=== WORK REQUEST ===
Leaving the pictures aside, transcribe the data below exactly.

=== THE DATA ===
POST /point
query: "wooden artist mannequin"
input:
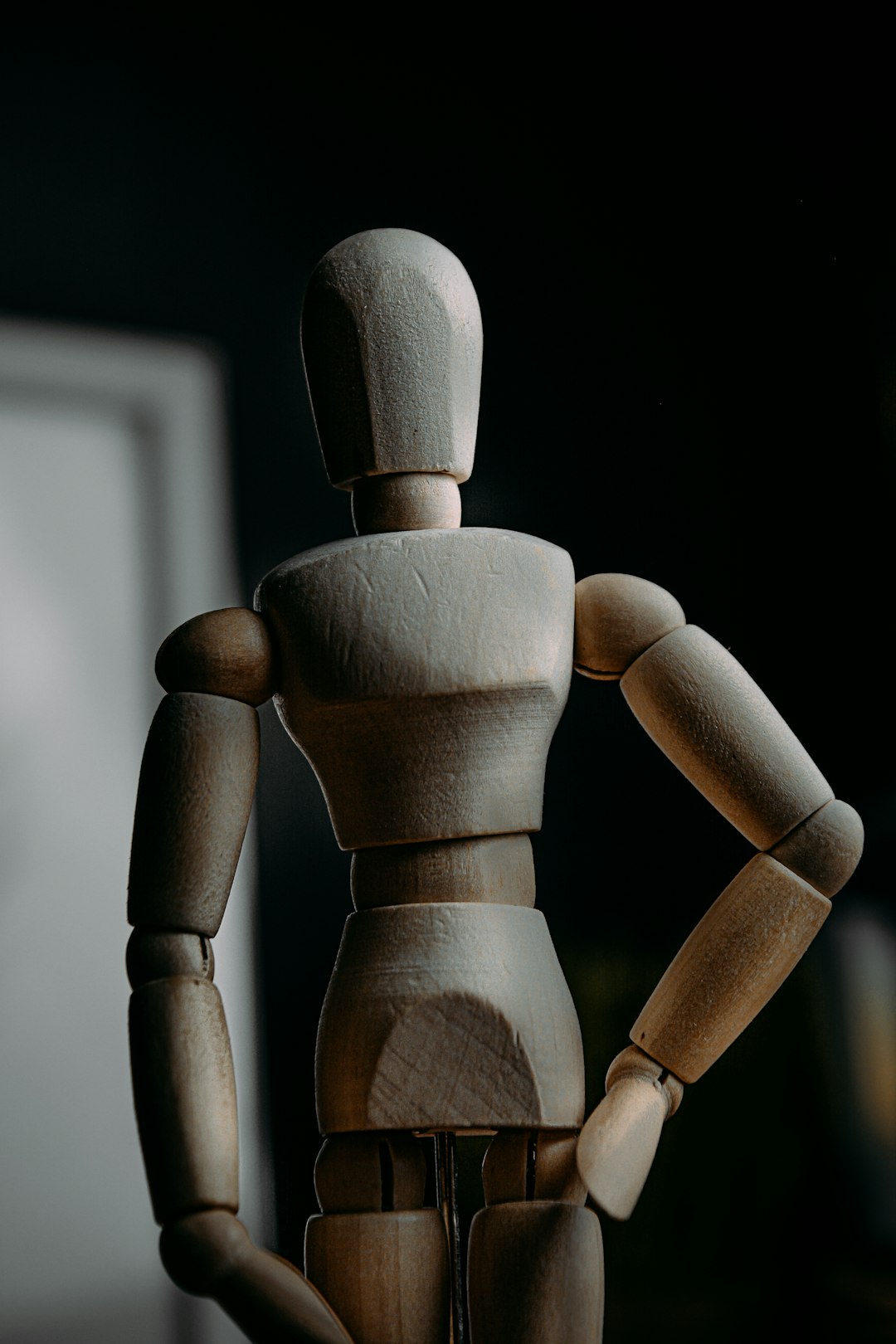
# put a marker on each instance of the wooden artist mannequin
(422, 670)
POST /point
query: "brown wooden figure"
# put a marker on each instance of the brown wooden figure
(422, 668)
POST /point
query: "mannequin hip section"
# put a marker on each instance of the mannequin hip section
(448, 1016)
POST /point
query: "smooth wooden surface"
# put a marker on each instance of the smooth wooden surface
(715, 723)
(392, 346)
(448, 1016)
(533, 1164)
(226, 652)
(617, 619)
(405, 503)
(156, 955)
(825, 849)
(184, 1096)
(733, 962)
(423, 676)
(212, 1254)
(535, 1274)
(618, 1142)
(384, 1274)
(485, 869)
(197, 785)
(370, 1174)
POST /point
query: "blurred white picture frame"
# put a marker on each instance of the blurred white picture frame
(114, 527)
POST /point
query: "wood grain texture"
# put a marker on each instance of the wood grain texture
(370, 1174)
(426, 694)
(184, 1096)
(197, 785)
(535, 1274)
(485, 869)
(405, 503)
(617, 619)
(715, 723)
(533, 1164)
(384, 1274)
(448, 1016)
(212, 1254)
(226, 652)
(620, 1140)
(825, 849)
(392, 347)
(156, 955)
(733, 962)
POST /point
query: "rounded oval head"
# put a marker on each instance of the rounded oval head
(392, 347)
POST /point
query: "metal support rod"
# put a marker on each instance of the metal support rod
(446, 1177)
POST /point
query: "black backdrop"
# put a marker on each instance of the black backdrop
(688, 275)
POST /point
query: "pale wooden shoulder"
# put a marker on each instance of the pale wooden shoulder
(227, 652)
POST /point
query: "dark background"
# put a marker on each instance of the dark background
(687, 270)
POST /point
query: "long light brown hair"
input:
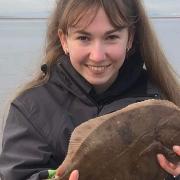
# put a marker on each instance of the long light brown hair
(131, 13)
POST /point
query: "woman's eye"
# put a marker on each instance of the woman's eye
(83, 38)
(112, 37)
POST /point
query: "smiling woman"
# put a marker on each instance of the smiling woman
(100, 56)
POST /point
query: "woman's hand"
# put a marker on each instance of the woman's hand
(73, 176)
(168, 166)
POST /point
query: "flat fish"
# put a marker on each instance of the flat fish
(123, 145)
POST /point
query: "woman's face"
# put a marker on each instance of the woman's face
(97, 51)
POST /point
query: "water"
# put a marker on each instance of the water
(21, 43)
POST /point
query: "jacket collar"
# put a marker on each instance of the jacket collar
(67, 77)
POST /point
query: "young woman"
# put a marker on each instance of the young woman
(94, 64)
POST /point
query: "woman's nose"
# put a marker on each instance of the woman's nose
(97, 52)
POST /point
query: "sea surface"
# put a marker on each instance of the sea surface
(22, 41)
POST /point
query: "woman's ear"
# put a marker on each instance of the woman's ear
(130, 39)
(63, 40)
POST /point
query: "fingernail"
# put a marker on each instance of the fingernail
(176, 148)
(159, 156)
(76, 174)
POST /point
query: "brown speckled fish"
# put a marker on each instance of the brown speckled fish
(123, 145)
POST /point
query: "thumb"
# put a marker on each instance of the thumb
(60, 170)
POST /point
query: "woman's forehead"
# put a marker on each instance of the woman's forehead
(93, 18)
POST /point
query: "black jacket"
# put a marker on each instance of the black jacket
(41, 120)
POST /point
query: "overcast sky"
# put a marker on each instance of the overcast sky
(41, 8)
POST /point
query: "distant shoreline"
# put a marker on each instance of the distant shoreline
(45, 18)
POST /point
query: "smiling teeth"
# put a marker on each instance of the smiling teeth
(97, 68)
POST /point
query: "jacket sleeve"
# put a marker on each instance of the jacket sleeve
(25, 152)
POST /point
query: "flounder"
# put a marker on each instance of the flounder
(123, 145)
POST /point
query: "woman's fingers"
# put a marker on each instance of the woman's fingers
(74, 175)
(168, 166)
(60, 170)
(176, 150)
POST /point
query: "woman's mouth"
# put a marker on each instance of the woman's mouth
(99, 68)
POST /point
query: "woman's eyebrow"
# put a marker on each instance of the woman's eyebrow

=== RESPONSE TO THE EXERCISE ===
POST /point
query: "wooden artist mannequin"
input:
# put a marker on each instance of the wooden artist mannequin
(422, 670)
POST /point
query: "brown wooden figure"
# put a marker on each instance of the brown wooden figure
(422, 668)
POST /point
query: "mannequin hip section"
# put a marker on each instance of the mannequin hip section
(448, 1016)
POST /point
query: "smooth wooden surface"
# put a marker on each instance of the smooth wooden surface
(715, 723)
(392, 346)
(448, 1016)
(533, 1164)
(226, 652)
(617, 619)
(405, 503)
(156, 955)
(825, 849)
(184, 1096)
(733, 962)
(423, 676)
(212, 1254)
(535, 1274)
(618, 1142)
(384, 1274)
(485, 869)
(197, 785)
(370, 1174)
POST /point
query: "blurred white picture frame"
# put a marker on each instance of the blurred white picture frame
(114, 527)
POST /point
query: "wood grain texture"
# put a marker on each instance of the wood grain texture
(370, 1174)
(426, 694)
(184, 1096)
(197, 785)
(535, 1274)
(485, 869)
(405, 503)
(617, 619)
(715, 723)
(533, 1164)
(384, 1274)
(448, 1016)
(212, 1254)
(226, 652)
(620, 1140)
(825, 849)
(392, 347)
(156, 955)
(733, 962)
POST /point
query: "rounded oval head"
# put a marker on each instance of the rounded oval head
(392, 347)
POST /point
query: "metal support rod"
# put a marker on each instance of the metal support rod
(446, 1177)
POST /point
query: "black backdrop"
# put a marker on each instance of the black backdrop
(688, 275)
POST /point
query: "pale wooden shoulder"
# put a marker on each instance of the pale wooden shoulder
(227, 652)
POST /point
query: "dark background"
# put a marker on each instance of the dark background
(687, 270)
POST /point
query: "long light brown hair"
input:
# put a marker on each instance of the long light brown hair
(131, 13)
POST /point
query: "woman's eye"
# put a marker on each instance of the woman's eye
(83, 38)
(112, 37)
POST /point
query: "smiling woman"
# put a marker on each instance of the smiling woman
(100, 56)
POST /point
query: "woman's hand"
# put a marker on each instance of the woman's hand
(73, 176)
(168, 166)
POST /point
query: "flat fish"
# put a marker on each instance of the flat fish
(123, 145)
POST /point
query: "woman's face"
# put a marker on each instance of the woman's face
(97, 51)
POST /point
query: "water"
# put a marker on each instance of the water
(21, 43)
POST /point
query: "jacket collar"
# put a marker on each instance of the jacket collar
(67, 77)
POST /point
query: "young woman"
# put a marker on each instance of the young woman
(94, 64)
POST /point
query: "woman's nose"
# put a marker on each instance of the woman's nose
(97, 52)
POST /point
query: "sea surface"
# put a marker on each instance of the sea surface
(22, 41)
POST /point
query: "woman's ear"
# put a marker on each instance of the woman's ear
(130, 39)
(63, 40)
POST /point
query: "fingernail"
# put a marker on each instance of the fingernail
(176, 148)
(159, 156)
(76, 174)
POST /point
query: "brown speckled fish"
# put a marker on each instance of the brown speckled fish
(123, 145)
POST /point
query: "thumb"
# put a marker on each instance of the thumb
(60, 170)
POST /point
query: "woman's forehead"
# put a marker on each instance of the woman's forehead
(93, 18)
POST /point
query: "black jacket"
# put a marker on each instance of the black jacket
(41, 120)
POST /point
query: "overcast sky"
# put a marker on each instance of the overcast sky
(41, 8)
POST /point
query: "distant shoreline"
# put a marker on each instance of the distant shoreline
(45, 18)
POST /point
query: "smiling teeth"
# put a marker on each instance of the smiling teeth
(97, 68)
POST /point
query: "jacket sleeve"
# put a marker on each instance of the jacket sleeve
(25, 152)
POST /point
query: "flounder"
# put a marker on each instance of the flounder
(123, 145)
POST /point
query: "woman's fingers"
# put a marker on each instance of the woman's fingers
(74, 175)
(168, 166)
(60, 170)
(176, 150)
POST /point
query: "woman's mouth"
# put a marker on each instance of the woman's mouth
(99, 68)
POST /point
query: "woman's eyebrow"
# put a marker on each instance of the woman's eyebrow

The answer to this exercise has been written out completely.